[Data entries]
++++++++++
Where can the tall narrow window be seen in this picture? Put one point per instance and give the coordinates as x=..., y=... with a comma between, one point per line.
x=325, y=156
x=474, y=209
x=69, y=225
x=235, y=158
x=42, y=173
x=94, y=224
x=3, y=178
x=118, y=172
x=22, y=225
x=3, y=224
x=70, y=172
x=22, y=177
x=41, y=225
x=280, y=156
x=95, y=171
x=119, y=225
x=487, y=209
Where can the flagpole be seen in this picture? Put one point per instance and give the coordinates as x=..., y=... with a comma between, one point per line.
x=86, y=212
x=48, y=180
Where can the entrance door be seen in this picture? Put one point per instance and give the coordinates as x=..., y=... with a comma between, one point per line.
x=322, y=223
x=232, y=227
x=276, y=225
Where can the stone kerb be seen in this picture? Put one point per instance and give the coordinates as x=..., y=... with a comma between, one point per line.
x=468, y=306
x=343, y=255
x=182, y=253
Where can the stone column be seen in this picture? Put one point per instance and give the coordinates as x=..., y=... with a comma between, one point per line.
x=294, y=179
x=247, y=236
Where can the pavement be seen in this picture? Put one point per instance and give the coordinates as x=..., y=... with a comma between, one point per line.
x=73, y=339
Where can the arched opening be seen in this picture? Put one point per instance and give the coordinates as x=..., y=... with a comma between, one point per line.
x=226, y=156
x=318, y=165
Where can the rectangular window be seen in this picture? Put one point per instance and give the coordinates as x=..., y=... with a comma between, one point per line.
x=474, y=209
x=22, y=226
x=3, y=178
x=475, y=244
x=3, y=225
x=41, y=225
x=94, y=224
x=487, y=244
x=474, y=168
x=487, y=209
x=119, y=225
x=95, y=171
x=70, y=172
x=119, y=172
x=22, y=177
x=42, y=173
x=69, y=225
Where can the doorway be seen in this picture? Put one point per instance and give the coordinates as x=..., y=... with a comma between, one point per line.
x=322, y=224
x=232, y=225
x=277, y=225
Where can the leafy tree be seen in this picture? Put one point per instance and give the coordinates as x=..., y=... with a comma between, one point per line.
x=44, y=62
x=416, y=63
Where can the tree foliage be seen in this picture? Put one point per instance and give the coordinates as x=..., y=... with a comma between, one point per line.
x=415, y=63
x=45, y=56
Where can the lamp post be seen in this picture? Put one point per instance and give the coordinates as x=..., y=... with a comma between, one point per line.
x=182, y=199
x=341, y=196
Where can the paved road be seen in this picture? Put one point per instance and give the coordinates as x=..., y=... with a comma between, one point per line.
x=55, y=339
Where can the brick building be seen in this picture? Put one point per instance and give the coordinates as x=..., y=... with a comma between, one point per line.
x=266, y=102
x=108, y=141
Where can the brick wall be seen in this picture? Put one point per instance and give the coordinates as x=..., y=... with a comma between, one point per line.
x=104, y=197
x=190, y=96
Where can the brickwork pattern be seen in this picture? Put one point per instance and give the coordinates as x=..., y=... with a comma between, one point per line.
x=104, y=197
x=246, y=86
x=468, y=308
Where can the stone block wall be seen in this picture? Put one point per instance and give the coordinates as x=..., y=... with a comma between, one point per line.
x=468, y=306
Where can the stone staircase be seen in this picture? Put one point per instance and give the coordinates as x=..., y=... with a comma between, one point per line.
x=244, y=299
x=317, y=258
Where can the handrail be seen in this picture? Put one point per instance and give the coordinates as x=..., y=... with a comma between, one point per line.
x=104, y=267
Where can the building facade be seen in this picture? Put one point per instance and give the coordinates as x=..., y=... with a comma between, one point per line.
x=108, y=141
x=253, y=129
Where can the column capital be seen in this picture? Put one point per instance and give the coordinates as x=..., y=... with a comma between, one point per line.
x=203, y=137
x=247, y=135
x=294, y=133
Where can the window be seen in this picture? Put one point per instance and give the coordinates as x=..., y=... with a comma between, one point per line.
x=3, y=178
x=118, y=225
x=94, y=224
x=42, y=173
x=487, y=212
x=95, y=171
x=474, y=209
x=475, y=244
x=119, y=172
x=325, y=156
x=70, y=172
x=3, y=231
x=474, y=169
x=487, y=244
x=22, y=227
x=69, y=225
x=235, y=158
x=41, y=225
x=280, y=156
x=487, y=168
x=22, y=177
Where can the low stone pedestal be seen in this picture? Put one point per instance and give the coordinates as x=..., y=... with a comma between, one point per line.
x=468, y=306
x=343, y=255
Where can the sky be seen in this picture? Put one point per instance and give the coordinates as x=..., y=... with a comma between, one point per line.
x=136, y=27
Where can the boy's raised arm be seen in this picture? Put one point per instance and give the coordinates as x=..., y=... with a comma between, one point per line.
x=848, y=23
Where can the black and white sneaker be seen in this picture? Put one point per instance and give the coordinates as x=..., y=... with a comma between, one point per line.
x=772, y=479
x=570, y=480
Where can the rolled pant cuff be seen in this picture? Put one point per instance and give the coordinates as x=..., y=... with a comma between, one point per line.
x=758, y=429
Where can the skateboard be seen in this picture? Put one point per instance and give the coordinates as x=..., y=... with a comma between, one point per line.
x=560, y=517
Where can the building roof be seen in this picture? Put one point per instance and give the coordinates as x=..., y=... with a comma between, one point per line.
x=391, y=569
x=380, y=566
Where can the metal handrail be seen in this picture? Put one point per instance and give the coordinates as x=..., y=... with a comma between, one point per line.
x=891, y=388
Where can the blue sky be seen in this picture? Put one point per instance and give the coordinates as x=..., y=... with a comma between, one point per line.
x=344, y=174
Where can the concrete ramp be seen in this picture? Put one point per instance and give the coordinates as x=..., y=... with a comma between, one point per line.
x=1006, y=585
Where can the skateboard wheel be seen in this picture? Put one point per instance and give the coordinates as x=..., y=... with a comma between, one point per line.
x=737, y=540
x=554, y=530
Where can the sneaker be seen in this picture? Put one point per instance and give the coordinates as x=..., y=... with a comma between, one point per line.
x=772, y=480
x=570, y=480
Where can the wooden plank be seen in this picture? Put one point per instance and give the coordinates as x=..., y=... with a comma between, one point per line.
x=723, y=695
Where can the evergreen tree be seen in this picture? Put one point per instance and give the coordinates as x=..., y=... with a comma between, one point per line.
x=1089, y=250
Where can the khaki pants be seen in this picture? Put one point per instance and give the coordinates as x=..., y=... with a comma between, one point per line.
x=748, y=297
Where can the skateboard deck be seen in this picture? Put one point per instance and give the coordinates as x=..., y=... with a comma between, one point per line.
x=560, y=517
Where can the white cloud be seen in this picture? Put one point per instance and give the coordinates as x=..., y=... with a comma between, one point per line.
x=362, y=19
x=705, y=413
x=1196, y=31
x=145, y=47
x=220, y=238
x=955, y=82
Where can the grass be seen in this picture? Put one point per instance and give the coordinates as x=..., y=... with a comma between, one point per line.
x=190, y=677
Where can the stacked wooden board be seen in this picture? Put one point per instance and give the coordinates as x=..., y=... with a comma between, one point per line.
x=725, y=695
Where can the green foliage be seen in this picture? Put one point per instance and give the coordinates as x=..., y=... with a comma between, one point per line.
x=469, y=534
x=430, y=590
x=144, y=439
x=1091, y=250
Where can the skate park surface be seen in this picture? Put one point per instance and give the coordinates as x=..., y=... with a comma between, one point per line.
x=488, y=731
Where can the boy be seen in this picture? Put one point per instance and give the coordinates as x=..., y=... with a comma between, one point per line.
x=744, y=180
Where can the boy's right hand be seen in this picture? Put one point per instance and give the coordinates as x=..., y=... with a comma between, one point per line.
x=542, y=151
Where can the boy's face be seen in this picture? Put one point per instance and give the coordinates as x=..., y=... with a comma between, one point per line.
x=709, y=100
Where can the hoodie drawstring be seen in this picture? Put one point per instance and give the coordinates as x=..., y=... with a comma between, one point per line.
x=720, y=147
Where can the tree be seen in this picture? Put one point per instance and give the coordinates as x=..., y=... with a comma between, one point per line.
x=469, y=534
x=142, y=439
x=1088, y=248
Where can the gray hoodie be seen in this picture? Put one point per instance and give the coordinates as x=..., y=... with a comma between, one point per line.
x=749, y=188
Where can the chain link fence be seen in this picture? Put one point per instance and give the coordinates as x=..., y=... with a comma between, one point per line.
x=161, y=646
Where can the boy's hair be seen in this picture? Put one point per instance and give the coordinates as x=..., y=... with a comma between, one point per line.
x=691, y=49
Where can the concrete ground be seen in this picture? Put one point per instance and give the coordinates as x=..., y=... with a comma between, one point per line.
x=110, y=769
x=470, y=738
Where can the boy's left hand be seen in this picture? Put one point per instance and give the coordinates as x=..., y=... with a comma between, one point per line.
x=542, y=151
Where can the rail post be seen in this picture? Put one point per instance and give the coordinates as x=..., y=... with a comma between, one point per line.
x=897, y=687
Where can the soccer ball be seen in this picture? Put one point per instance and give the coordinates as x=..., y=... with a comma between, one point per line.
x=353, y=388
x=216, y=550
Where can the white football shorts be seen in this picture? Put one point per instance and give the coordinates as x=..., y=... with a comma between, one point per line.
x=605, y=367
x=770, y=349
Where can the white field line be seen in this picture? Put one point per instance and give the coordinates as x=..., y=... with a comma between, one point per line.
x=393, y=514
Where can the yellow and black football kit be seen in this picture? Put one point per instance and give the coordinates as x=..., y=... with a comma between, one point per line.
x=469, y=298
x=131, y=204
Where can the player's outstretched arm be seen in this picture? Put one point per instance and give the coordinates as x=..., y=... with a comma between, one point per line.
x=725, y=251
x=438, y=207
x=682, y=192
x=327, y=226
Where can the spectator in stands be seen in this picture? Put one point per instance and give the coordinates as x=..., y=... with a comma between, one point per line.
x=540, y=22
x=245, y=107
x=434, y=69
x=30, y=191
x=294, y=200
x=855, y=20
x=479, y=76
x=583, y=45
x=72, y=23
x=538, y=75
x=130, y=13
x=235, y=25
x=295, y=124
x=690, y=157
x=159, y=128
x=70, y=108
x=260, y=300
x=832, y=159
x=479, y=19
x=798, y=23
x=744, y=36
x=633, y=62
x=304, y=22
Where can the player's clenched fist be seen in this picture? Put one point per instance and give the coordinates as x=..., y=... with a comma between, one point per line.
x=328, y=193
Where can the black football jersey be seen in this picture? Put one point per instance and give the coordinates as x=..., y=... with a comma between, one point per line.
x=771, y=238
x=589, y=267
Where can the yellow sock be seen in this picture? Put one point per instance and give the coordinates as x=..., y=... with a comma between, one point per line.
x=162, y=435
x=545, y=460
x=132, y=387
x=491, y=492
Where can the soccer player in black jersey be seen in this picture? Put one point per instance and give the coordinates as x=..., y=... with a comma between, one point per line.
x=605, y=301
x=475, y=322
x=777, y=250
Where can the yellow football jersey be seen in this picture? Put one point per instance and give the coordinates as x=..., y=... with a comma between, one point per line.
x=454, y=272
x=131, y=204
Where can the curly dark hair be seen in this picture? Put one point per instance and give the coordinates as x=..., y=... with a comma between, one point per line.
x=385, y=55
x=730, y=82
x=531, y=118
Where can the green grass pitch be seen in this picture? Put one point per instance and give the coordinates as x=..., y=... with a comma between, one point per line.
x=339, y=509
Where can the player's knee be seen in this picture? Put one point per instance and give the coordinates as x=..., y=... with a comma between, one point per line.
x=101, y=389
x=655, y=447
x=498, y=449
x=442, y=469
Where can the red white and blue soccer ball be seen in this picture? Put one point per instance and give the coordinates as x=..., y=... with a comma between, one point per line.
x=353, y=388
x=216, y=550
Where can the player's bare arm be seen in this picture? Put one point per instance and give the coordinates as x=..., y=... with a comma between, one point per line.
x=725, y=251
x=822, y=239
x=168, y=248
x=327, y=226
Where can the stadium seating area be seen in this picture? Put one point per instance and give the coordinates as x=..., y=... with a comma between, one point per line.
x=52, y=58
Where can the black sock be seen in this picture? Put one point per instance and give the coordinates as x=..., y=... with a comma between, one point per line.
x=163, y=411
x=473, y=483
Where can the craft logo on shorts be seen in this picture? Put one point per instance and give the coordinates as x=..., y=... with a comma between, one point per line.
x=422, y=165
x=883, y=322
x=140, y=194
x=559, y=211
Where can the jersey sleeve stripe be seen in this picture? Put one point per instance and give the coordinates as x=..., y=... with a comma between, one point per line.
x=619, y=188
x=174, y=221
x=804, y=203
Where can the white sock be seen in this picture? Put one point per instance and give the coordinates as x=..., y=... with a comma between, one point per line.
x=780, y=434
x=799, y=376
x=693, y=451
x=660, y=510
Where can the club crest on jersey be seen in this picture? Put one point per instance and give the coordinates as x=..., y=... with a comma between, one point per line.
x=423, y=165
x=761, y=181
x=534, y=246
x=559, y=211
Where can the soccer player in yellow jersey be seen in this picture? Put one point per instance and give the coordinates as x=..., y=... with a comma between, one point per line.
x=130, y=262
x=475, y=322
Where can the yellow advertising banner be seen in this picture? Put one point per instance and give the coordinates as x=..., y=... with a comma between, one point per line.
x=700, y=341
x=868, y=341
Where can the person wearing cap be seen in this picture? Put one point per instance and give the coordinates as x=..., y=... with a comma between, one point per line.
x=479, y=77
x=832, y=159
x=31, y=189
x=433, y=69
++++++++++
■ **Task to complete**: Using the records above, write out exactly the lines from the one containing "Where can the yellow advertising" through the last, and add nothing.

■ **Written answer**:
Where can the yellow advertising banner be seen in this picture? Put one point per instance and give the coordinates as x=..., y=... with a comma between, one point per line.
x=700, y=341
x=868, y=341
Where can the person wearing cap be seen in this picture? Put one point per instance and give the coordinates as x=..., y=... with a comma between, one point per line.
x=479, y=77
x=832, y=159
x=31, y=189
x=433, y=69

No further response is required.